_Exercises_:
1. In the passage on universities pausing in-person teaching, below, rewrite the paragraph beginning "Because of the absence of a formal list" as a short bulleted list that keeps its main facts.
2. Answer each question from the passage on universities pausing in-person teaching, below:
(a) At what time and on what date did the government advise all education settings to pause face-to-face provision?
(b) On what date did Universities Minister Michelle Donelan post her tweet?
(c) Which box on each visualization can be used to find details of a particular provider?

_Provided passage_:
-*-
As of 5.00pm on 18 March, the government has advised all education settings to pause face-to-face provision.
This is a change from previous guidance, which was still being promoted until very recently.
For example, education secretary Gavin Williamson advised universities to follow scientific advice:
I would urge any educational establishment to actually look at what the medical and scientific advice is—and the medical and scientific advice is that we shouldn’t be closing educational settings.”
And on 17 March Universities Minister Michelle Donelan tweeted:
Medical and scientific guidance continues to be that universities and other educational settings should remain open unless advised otherwise. They should take sensible steps to keep students and staff safe”
Because of the absence of a formal list of providers moving to remote provision, I have created an interactive map to allow people to understand how universities are behaving. This shows where a university has made a formal statement (on their web page or, exceptionally, via twitter) that in-person teaching is being suspended.
Updated 19 March, 18:00
All UK university provision is now moving online.
If you want to find details of a particular provider use the “highlight name” box on each visualisation.
-*-
_Records shown_:
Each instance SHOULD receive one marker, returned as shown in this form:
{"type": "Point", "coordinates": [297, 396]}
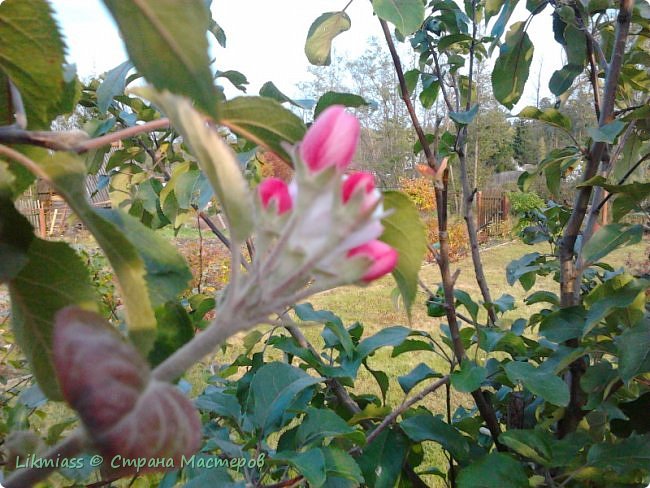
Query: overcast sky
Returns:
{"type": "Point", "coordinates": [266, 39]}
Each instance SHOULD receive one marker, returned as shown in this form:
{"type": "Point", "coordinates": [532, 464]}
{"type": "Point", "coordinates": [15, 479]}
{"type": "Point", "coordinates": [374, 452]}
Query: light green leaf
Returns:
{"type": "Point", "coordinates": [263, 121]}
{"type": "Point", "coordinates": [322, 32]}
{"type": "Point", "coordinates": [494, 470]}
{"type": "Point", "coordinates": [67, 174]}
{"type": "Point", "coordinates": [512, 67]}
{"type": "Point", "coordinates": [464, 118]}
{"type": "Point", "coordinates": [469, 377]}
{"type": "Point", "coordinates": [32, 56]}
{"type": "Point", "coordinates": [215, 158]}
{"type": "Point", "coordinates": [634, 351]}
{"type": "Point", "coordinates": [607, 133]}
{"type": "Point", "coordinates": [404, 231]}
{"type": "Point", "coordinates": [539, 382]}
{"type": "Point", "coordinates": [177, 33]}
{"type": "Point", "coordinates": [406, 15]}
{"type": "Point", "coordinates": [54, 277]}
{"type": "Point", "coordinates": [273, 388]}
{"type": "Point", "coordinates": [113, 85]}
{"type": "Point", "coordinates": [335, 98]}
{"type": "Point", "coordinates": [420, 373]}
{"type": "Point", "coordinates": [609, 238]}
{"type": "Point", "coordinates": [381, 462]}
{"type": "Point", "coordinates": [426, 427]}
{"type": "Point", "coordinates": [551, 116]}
-*-
_Solutions for each task_:
1.
- There is no formal list of providers moving to remote provision.
- An interactive map was therefore created to show how universities are behaving.
- The map marks where a university has formally stated that in-person teaching is being suspended.
- Such statements come from the university's web page or, exceptionally, from Twitter.

2.
(a) At 5.00pm on 18 March.
(b) On 17 March.
(c) The "highlight name" box.